# WHAT YOU ARE ASKED TO DO
Please copy every record below exactly, but leave the pictures out.

[PROVIDED DATA Boundary: Start]

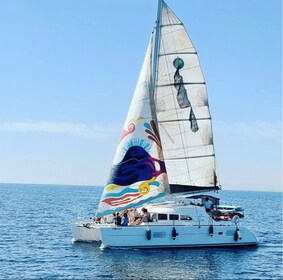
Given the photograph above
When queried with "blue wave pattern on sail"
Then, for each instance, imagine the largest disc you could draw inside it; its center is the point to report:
(138, 174)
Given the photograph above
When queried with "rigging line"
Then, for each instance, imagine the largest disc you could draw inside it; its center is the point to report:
(172, 24)
(185, 83)
(174, 53)
(183, 120)
(180, 158)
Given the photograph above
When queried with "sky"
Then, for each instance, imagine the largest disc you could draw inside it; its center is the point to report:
(68, 70)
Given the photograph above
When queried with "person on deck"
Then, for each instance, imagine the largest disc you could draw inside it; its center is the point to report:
(144, 217)
(125, 220)
(208, 204)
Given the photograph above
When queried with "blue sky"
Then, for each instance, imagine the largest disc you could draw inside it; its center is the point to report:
(68, 71)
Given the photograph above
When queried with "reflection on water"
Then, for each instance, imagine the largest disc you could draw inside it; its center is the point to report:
(36, 241)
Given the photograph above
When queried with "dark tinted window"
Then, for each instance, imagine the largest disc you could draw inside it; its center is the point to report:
(162, 216)
(173, 217)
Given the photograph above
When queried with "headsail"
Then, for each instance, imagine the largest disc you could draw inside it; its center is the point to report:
(183, 115)
(138, 173)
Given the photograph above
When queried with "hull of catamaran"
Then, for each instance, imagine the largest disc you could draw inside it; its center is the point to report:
(156, 236)
(164, 236)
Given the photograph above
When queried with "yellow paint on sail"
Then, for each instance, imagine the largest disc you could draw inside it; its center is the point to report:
(135, 120)
(144, 187)
(112, 187)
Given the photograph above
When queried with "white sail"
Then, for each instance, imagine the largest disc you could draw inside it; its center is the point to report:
(182, 109)
(138, 172)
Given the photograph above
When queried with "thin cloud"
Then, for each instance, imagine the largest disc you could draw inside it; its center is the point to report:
(260, 130)
(93, 131)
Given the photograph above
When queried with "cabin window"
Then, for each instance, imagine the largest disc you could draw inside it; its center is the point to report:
(186, 218)
(162, 216)
(173, 217)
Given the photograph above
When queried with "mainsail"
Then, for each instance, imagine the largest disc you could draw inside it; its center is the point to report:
(166, 145)
(182, 109)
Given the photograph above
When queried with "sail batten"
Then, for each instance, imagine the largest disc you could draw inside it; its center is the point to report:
(174, 53)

[PROVIDED DATA Boundary: End]

# ANSWER SECTION
Given the photograph above
When queried with "blue wave pattern on sail"
Then, for each instance, imagine the largest disc you could draw inside it; its center is the point to report:
(138, 174)
Given the photograph above
When queried with "rigging line"
Then, for each instance, imagine the largest disc you could draw inside it; its center is the point to report:
(172, 24)
(185, 83)
(174, 53)
(183, 120)
(180, 158)
Given the photograph above
When queried with "sky"
Then, for each instance, imagine the largest disc you could draw inside it; its center is the point to report:
(68, 70)
Given the photograph above
When queried with "person on deck"
Then, for each instance, imagine the largest disc you could draw inside it; its center is the point to report:
(144, 217)
(125, 220)
(208, 204)
Given the photograph above
When queried with "blue sky"
Then, for each instance, imagine the largest disc you could draw inside it; its center is the point to report:
(68, 71)
Given the photograph above
When queried with "reflection on water"
Then, for each instance, imagine the largest disc you could draw inside it; its center is the point to report:
(36, 241)
Given the photograph above
When queried with "dark tinted window"
Then, for each instance, imagine the largest disc you could draw inside it; its center is the point to report:
(162, 216)
(173, 217)
Given the photograph above
When queried with "headsail"
Then, for each instance, imagine the largest disc you could draw inside it; its center is the point to report:
(183, 115)
(138, 173)
Given the photograph above
When queried with "hull of catamaran"
Then, for each instance, imagine the largest disc you could draw inside it; its center is the point to report:
(156, 236)
(164, 236)
Given the photograph above
When queried with "yellow paint on sail"
Then, for each instance, imagine the largest disc you could draw inside it; its center is the point to report:
(135, 120)
(144, 187)
(112, 187)
Given the photograph above
When queried with "white sail"
Then, for each instance, imagine the largest disc you could draw inside it; its center is the point to report:
(182, 109)
(138, 172)
Given the photograph above
When queried with "thin cloud"
Then, for each instance, imagine the largest disc you could draw inside it; its center is the point to report:
(260, 130)
(93, 131)
Given the photograph above
When queried with "cabin window"
Then, for each instance, imagine the largest disc you could draw inside it; its center is the point to report:
(186, 218)
(162, 216)
(173, 217)
Given the photograph above
When queried with "mainsail"
Then, for each instance, imagine the largest disc you could draw inside it; its center is the point to report:
(166, 145)
(182, 109)
Given the photograph above
When queried with "sail batten"
Then, for each instance, imagine the largest disc you could draw inside it; its center is the point to report:
(174, 53)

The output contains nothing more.